Document extract:
==============================
# FSD cost on a 2017 X w/ EAP



## Winter (Nov 11, 2020)

First time poster, and new (to me) Model X owner. 

I purchased a '17 Model X P100D last week, finally joining the Tesla family. The car came equipped with AP2/MCU1, with previous owner having purchased EAP on order. 

To my surprise when I was granted access to the vehicle in the app (purchased from 3rd party dealer), I see the FSD is $7k upgrade. I was a bit stunned, as I was thinking it would be in the 3-5k range (I know prices were raised just weeks ago).

Does this sound right to anyone more knowledgeable than I? Previous owner had paid $5k for the EAP, and now $7K for FSD would put this used Tesla at $12K for FSD. When the NEW package is $10K. Then to upgrade to MCU2 this would be an additional $2.5k? Or does MCU2 come with the HW3 update? 

I've tried to contact Tesla about this, but they just tell me to look at the app. 

Any insight appreciated! Happy and love the X, but a bit bummed another near $10K to get it to what is currently being offered for $10K NEW.


----------



## TrevP (Oct 20, 2015)

MCU upgrade is separate and not part of the FSD computer upgrade. You’ll have to pay for that separately if you want it


----------



## Bigriver (Jan 26, 2018)

Congrats on the "new" X.



Winter said:


> I see the FSD is $7k upgrade. I was a bit stunned, as I was thinking it would be in the 3-5k range


I had last heard it was $5k on top of EAP, so a little surprised at $7k too.


Winter said:


> Then to upgrade to MCU2 this would be an additional $2.5k? Or does MCU2 come with the HW3 update?


MCU2 is definitely a separate upgrade. Although, that being said, I think I may have heard that people without FSD were getting HW3 in the bundle, for no additional cost. If so, that would be the sweet spot to me - pay only for MCU2 and get all hardware upgraded. EAP has all the functionality that I care about in the FSD package (at least currently).

I have a 2017 MX that was originally MCU1 and AP2.5. The MCU2 upgrade not only added functionality, it kept me from going insane with the crashes/reboots of MCU1.


----------



## Bigriver (Jan 26, 2018)

@Winter, I searched for where I had seen that non-FSD cars were getting HW3 with MCU2 upgrade. Found it starting with post #6274 on screen 314 of "Tesla confirms infotainment system upgradeability from MCU1 to MCU2 for $2500" in the Teslamotorsclub forum. Not sure if this link is going to work right, but here's a try:



Snowstorm said:


> I have a June 2017 MCU1 AP2.0 model s and performed the MCU2 upgrade. Also got the AP3 hardware installed but I didn't buy FSD. Sentry mode, dash cam all work great. UX is smooth as butter. Very happy.
==============================
Extracted data:

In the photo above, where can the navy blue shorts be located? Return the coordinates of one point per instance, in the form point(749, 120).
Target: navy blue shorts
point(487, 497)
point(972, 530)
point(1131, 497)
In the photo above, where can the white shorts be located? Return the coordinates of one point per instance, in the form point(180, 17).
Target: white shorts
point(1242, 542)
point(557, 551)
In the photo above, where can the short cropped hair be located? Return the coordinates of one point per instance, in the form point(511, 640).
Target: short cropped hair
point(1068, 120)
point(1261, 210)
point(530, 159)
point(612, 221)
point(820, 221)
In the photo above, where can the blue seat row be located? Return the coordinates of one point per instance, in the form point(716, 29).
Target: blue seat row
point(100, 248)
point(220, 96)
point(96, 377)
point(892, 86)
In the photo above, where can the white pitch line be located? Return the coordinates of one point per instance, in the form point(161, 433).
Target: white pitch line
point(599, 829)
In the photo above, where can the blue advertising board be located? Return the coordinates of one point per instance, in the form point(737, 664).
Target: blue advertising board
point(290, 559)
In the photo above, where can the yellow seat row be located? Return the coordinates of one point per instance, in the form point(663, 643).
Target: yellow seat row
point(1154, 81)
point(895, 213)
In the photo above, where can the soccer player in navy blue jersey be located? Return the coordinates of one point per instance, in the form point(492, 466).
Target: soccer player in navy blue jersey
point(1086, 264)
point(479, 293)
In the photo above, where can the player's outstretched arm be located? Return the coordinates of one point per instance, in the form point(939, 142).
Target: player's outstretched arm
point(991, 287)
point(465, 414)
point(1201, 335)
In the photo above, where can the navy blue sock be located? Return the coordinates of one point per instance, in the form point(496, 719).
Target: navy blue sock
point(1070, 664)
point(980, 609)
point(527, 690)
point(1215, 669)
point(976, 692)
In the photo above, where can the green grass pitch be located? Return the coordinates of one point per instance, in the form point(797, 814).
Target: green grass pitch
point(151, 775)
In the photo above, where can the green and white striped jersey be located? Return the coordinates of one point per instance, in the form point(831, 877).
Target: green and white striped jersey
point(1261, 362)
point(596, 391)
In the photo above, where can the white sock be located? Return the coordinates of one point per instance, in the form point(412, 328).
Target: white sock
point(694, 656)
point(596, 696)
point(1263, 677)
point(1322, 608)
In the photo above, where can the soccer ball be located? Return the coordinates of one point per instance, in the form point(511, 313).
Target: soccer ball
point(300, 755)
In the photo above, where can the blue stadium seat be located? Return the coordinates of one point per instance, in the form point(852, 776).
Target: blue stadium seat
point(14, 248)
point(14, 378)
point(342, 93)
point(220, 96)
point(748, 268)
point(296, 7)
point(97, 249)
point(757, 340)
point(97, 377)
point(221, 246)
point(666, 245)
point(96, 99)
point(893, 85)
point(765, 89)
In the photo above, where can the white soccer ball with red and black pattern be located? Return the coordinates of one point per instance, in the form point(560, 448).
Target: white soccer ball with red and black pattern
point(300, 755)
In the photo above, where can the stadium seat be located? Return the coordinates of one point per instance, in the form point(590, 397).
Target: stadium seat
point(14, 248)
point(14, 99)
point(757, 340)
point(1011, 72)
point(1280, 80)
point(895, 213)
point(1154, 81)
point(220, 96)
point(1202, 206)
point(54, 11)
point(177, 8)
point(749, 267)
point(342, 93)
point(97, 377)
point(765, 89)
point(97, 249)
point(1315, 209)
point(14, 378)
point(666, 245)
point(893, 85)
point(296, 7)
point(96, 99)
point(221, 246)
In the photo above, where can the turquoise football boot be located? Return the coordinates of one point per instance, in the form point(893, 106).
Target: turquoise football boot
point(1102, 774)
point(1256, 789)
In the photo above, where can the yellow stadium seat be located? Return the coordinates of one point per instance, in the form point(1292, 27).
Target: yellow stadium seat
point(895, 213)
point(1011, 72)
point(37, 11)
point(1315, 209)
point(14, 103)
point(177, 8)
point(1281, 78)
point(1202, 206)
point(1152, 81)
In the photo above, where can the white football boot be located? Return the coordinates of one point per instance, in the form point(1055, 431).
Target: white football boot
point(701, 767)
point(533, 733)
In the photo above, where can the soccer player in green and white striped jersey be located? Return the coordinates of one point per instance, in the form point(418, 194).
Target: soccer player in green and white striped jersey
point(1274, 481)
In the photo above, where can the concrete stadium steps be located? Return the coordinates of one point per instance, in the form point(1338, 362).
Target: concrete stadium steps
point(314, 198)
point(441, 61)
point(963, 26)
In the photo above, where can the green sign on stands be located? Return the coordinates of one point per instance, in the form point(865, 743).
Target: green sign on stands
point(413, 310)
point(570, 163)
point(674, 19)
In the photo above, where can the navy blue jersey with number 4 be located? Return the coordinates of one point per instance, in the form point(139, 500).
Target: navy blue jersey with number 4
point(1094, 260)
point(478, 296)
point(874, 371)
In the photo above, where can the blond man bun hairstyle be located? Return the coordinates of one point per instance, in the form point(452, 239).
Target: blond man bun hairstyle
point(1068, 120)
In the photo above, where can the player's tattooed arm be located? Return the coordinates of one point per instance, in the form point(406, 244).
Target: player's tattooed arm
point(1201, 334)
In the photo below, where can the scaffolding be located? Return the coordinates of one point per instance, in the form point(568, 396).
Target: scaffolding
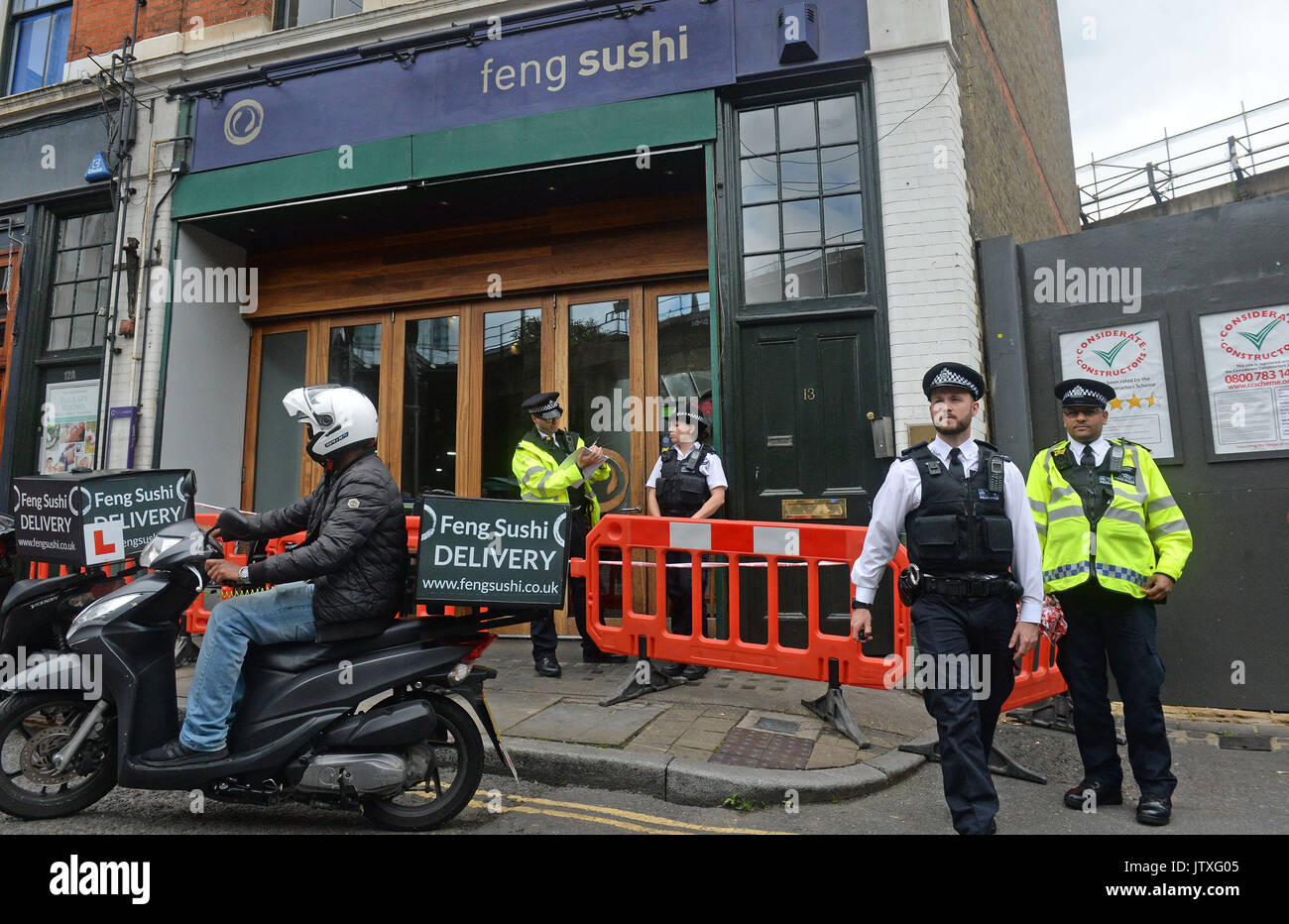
point(1229, 150)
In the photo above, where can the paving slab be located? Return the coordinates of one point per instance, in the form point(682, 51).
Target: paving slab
point(583, 723)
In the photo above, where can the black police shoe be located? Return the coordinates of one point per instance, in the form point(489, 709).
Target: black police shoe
point(1103, 794)
point(175, 754)
point(1154, 809)
point(602, 657)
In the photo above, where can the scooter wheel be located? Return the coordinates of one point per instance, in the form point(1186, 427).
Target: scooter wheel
point(451, 782)
point(33, 729)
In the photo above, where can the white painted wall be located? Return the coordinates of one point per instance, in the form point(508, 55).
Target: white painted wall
point(205, 400)
point(926, 227)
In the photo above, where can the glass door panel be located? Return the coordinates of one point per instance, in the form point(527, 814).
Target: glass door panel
point(601, 404)
point(512, 372)
point(279, 438)
point(683, 355)
point(353, 359)
point(430, 361)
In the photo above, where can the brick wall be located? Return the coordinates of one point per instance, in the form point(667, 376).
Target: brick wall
point(98, 26)
point(1016, 119)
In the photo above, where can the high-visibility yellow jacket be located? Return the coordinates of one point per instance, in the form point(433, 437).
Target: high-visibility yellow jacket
point(1141, 532)
point(541, 477)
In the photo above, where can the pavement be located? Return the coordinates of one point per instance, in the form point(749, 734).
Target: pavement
point(731, 735)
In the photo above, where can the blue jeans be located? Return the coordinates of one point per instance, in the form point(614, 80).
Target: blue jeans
point(284, 614)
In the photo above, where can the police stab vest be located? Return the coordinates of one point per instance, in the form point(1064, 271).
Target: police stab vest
point(1095, 485)
point(961, 524)
point(681, 487)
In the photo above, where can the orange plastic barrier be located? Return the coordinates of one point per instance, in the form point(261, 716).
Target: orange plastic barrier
point(1039, 677)
point(772, 545)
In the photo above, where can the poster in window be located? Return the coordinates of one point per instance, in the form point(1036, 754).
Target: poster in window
point(1246, 372)
point(1130, 360)
point(68, 426)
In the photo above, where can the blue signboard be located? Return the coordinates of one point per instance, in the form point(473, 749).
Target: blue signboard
point(677, 47)
point(673, 47)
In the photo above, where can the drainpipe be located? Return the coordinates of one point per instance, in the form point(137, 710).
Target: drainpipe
point(143, 292)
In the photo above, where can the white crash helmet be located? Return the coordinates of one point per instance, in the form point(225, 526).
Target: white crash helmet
point(336, 417)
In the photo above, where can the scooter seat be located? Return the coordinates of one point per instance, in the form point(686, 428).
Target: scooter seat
point(292, 657)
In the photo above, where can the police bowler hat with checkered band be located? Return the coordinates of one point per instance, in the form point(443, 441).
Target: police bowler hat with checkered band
point(953, 375)
point(1084, 394)
point(542, 404)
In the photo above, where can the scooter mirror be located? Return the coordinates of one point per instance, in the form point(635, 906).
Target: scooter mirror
point(232, 523)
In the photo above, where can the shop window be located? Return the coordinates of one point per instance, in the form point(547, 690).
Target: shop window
point(303, 12)
point(429, 404)
point(512, 373)
point(82, 269)
point(800, 200)
point(278, 443)
point(38, 44)
point(353, 360)
point(600, 378)
point(683, 355)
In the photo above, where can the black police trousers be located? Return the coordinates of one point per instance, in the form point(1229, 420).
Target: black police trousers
point(679, 593)
point(966, 706)
point(541, 629)
point(1104, 626)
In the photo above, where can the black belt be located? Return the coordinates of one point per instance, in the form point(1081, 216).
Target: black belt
point(968, 587)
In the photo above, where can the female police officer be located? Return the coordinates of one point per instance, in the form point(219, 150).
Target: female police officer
point(687, 481)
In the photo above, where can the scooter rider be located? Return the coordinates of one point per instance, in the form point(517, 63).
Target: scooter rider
point(346, 580)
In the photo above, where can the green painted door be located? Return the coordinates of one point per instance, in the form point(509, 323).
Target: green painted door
point(806, 449)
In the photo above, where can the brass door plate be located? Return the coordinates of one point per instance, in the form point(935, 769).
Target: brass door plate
point(813, 508)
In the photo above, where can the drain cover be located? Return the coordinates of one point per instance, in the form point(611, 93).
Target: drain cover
point(748, 748)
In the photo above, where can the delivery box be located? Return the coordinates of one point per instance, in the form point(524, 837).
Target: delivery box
point(97, 517)
point(495, 553)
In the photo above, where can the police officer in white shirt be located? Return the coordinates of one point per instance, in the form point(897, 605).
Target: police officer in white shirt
point(971, 536)
point(687, 481)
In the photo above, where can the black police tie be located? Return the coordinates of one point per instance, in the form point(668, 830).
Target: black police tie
point(955, 463)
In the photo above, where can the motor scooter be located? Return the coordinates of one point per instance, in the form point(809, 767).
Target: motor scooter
point(308, 727)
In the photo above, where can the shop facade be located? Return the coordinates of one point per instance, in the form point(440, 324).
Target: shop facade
point(757, 205)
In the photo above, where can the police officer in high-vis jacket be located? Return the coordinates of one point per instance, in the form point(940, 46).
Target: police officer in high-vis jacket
point(975, 551)
point(554, 465)
point(1113, 541)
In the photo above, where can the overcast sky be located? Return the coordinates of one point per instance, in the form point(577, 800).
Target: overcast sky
point(1134, 67)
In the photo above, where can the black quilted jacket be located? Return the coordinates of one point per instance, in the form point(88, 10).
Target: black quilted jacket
point(356, 549)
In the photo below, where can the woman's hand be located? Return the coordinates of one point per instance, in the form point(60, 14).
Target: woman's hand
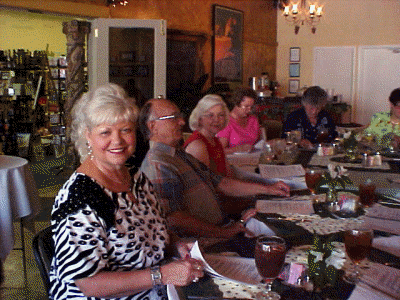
==============================
Directive 1:
Write out the part of the forum thread on FSD pricing that runs from "MCU2 is definitely" down to "crashes/reboots of MCU1.", word for word.
Directive 2:
From the records, pull out everything from the line containing "In the photo above, where can the white painted" down to the line containing "point(673, 47)", both of those lines included, with no changes.

Full solution 1:
MCU2 is definitely a separate upgrade. Although, that being said, I think I may have heard that people without FSD were getting HW3 in the bundle, for no additional cost. If so, that would be the sweet spot to me - pay only for MCU2 and get all hardware upgraded. EAP has all the functionality that I care about in the FSD package (at least currently).

I have a 2017 MX that was originally MCU1 and AP2.5. The MCU2 upgrade not only added functionality, it kept me from going insane with the crashes/reboots of MCU1.

Full solution 2:
In the photo above, where can the white painted wall be located? Return the coordinates of one point per instance, in the form point(508, 55).
Target: white painted wall
point(205, 400)
point(926, 227)
In the photo above, where can the glass door panel be located? Return the coordinates of one point per instance, in the form point(527, 814).
Target: glass door panel
point(601, 404)
point(512, 372)
point(279, 438)
point(683, 355)
point(353, 359)
point(430, 361)
In the photo above, where can the brick wall be located? Return the coordinates of one point per instance, in the form point(667, 376).
Target: brick wall
point(98, 26)
point(1016, 119)
In the photo above, where can the high-visibility yellow jacket be located? Return the coordinates of one point per instance, in the form point(433, 437).
Target: high-visibility yellow jacket
point(1141, 532)
point(541, 477)
In the photo above, where can the pavement be located? Return the coordinates of one point per instance, in the form point(749, 734).
Target: pavement
point(731, 735)
In the photo above, where can the blue jeans be located? Return the coordinates of one point per instance, in the form point(614, 80).
Target: blue jeans
point(284, 614)
In the photo above, where can the police stab vest be located? Return the coordinates of one point per instance, in the form point(1064, 271).
Target: police stab vest
point(1095, 485)
point(961, 524)
point(681, 487)
In the photo above, where can the orange plastic barrier be located? Return the coordinates of one point per instance, in the form point(261, 716).
Target: orange plastic barrier
point(1039, 677)
point(772, 545)
In the photo above, where can the poster in window be located? Return the coordinates of one point per instance, in the form point(1036, 754).
Target: poster in window
point(1246, 372)
point(1130, 360)
point(68, 426)
In the photo above, where can the blue signboard be located? Return the coordinates of one point per instance, in the form point(473, 749).
Target: blue signboard
point(677, 47)
point(673, 47)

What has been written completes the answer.